## READING TEXT
Wyoming’s Workplace Death Toll SHOCKER!

A large yellow dump truck loaded with rocks on a mining site

In a country where both parties promise to defend working Americans, Wyoming’s title as the deadliest state for workers exposes how easily lives are still lost on the job while government looks the other way.

Story Snapshot

  • Wyoming’s workplace fatality rate sits at the top of the nation despite a drop in deaths from 2023 to 2024.
  • Transportation, mining, agriculture, and construction drive a disproportionate share of deadly incidents.
  • Nonfatal injury and illness rates in Wyoming remain above the national average, suggesting broader safety gaps.
  • Both workers and small employers face a system where federal and state oversight misses most deadly incidents.

Wyoming’s Deadly Record By The Numbers

Wyoming’s Department of Workforce Services reported 37 occupational fatalities in 2024, down from 45 in 2023, an 18 percent decrease but still near the upper end of the state’s decade-long range of 20 to 45 deaths per year.[1][6] State officials earlier calculated that 2023’s toll translated into a fatality rate of roughly 16 deaths per 100,000 workers, several times the national rate.[6][5] National labor advocates found Wyoming had the highest workplace fatality rate in the country at 13.9 deaths per 100,000 workers, leading all states.[4]

Federal labor statistics show the danger in Wyoming extends beyond fatalities. The United States Bureau of Labor Statistics reported 4,300 nonfatal workplace injuries and illnesses among private employers in 2024, yielding a total recordable case rate of 2.5 per 100 full-time equivalent workers, above the national rate of 2.3.[3] State and local government workplaces reported another 1,500 cases at a rate of 3.2, again higher than the national government-sector rate.[3] These figures reinforce that elevated risk is not a one-year fluke.

High-Hazard Industries And Transportation Deaths

Wyoming’s economy relies heavily on sectors that are dangerous everywhere but especially unforgiving in remote, rural states. In 2024, natural resources and mining recorded 11 worker deaths, nearly one-third of all occupational fatalities; six of those occurred in agriculture, forestry, fishing, and hunting, while five occurred in mining, quarrying, and oil and gas extraction.[1] Transportation and warehousing saw eight deaths, about 22 percent of the total, and construction accounted for six, roughly 16 percent.[1] These same sectors top national fatality-rate rankings.[4]

Transportation incidents sit at the center of the problem in Wyoming. State data show that about half of 2024 workplace deaths involved transportation events such as highway crashes, pedestrian-vehicle collisions, aircraft incidents, or water-vehicle incidents.[1] In 2023, two-thirds of Wyoming’s workplace deaths stemmed from transportation incidents, underscoring how much danger is tied to moving people and goods over long distances.[2][6] Nationally, transportation incidents similarly account for the largest share of worker deaths, about 38 percent of the total in 2024.[4]

Why A Small, Rural State Tops A Grim List

Wyoming’s small workforce and heavy dependence on high-risk sectors help explain why its fatality rate is so high even when total deaths are measured in dozens, not hundreds. When a state has relatively few workers, each death pushes the per-100,000 rate sharply upward, and those deaths are concentrated in jobs involving long-haul driving, remote ranch work, heavy equipment, and energy extraction.[6][4] National analyses consistently find that states with larger shares of agriculture, mining, and transportation workers cluster at the top of fatality-rate rankings.[5][4]

At the same time, the raw numbers do not make the loss any easier to dismiss as “statistical noise.” Over the last decade, Wyoming’s annual workplace death toll has repeatedly bounced between 20 and 45, never settling into a low, stable pattern.[1][6] A report from a Wyoming-based law firm notes the state has ranked among the five worst for worker fatality rates since 2003, with the 45 deaths in 2023 representing the highest total in more than 15 years. For families, these trends look less like volatility and more like neglect.

## WRITTEN TASK A
Update the records from the line containing "the form [1102,708]." through the end of the records by replacing "keyboard key" with "computer mouse". Leave everything else in those lines unchanged.

[Location identification entries]
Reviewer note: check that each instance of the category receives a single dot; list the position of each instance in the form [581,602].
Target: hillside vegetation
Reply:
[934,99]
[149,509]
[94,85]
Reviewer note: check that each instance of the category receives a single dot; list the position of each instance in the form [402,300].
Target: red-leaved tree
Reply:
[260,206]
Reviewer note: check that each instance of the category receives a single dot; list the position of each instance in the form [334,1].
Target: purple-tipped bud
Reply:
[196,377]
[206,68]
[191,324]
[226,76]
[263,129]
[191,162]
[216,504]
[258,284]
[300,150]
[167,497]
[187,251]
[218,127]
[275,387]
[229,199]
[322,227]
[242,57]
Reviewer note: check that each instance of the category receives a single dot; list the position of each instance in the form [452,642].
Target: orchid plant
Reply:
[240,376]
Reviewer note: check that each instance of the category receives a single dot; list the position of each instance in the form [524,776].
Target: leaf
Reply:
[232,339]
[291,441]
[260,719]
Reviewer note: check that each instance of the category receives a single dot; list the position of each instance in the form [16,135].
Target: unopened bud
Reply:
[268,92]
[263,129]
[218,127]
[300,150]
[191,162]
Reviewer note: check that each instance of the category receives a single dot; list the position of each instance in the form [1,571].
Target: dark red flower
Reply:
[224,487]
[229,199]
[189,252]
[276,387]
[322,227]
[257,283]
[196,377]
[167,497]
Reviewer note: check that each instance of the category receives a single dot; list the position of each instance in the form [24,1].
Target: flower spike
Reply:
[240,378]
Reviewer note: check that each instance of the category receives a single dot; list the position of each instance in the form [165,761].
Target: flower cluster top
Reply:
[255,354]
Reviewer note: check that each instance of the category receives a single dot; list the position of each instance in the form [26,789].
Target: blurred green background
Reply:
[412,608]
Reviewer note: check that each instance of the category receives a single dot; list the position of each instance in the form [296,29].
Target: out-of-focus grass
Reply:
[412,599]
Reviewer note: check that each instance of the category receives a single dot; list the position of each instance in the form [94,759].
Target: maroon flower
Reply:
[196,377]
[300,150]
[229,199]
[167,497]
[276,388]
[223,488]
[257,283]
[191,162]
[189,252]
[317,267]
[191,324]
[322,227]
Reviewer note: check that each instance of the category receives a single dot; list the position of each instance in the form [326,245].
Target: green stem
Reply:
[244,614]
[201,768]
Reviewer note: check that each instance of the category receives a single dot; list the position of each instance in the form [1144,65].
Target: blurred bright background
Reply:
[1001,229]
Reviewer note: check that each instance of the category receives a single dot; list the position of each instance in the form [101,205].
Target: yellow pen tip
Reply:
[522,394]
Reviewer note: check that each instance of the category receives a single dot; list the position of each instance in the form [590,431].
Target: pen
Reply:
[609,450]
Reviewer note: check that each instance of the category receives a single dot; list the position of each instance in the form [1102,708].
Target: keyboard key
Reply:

## WRITTEN TASK B
Write the next part of the article on Wyoming's workplace deaths, starting after its last sentence.

## TASK RESPONSE A
Reviewer note: check that each instance of the category receives a single dot; list the position of each instance in the form [1102,708].
Target: computer mouse
Reply:

## TASK RESPONSE B
Oversight Gaps And The Deep-State Problem Workers See

Wyoming’s own numbers reveal how thin federal safety oversight can be. According to the Wyoming Department of Workforce Services director, only six of the 45 deaths in 2023 fell under the Occupational Safety and Health Administration’s jurisdiction, leaving 39 fatalities outside its primary regulatory reach. Those cases often occur in small operations, remote sites, and sectors carved out by complex rules. Workers and small employers see a system where agencies fight over turf, but few officials show up before or after something goes terribly wrong.

National advocacy groups describe the broader pattern as a “toll of neglect,” pointing out that the overall United States job fatality rate remains around three to four deaths per 100,000 workers and is higher for Black and Latino workers.[5] Conservatives look at Wyoming’s record and see federal regulators focused on paperwork and politics instead of real hazards on the ground. Liberals see corporations and industry groups resisting stronger standards while frontline workers bear the risk. Both sides, however, recognize a federal and state system that repeatedly fails to turn data into meaningful protection.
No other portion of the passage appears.